--- ENTRIES PROVIDED ---

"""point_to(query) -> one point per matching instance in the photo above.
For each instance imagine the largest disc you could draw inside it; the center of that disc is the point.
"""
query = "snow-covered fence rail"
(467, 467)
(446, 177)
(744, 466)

...

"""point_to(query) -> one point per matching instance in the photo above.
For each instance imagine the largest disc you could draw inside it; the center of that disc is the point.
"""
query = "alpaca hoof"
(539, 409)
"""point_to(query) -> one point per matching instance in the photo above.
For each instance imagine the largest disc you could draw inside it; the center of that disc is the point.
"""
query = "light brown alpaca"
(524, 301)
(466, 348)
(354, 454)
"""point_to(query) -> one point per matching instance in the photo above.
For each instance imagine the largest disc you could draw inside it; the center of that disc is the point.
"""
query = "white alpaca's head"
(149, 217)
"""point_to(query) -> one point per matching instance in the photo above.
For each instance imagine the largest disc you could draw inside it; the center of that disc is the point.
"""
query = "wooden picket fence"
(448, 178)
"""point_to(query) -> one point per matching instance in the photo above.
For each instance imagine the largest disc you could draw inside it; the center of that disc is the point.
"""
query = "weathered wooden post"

---

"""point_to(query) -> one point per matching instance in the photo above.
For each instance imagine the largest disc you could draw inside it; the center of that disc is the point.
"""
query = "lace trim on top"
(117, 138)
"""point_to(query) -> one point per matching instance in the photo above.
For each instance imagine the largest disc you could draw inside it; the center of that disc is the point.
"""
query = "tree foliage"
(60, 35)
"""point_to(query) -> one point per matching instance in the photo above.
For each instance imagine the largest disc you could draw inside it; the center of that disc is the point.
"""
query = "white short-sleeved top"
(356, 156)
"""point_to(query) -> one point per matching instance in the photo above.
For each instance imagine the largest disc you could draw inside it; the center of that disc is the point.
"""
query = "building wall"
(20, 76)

--- REQUIRED WORK ---
State how many lines of the material above contain the word "wooden". Reply with the number alone.

--- RESPONSE TO THE TASK ---
2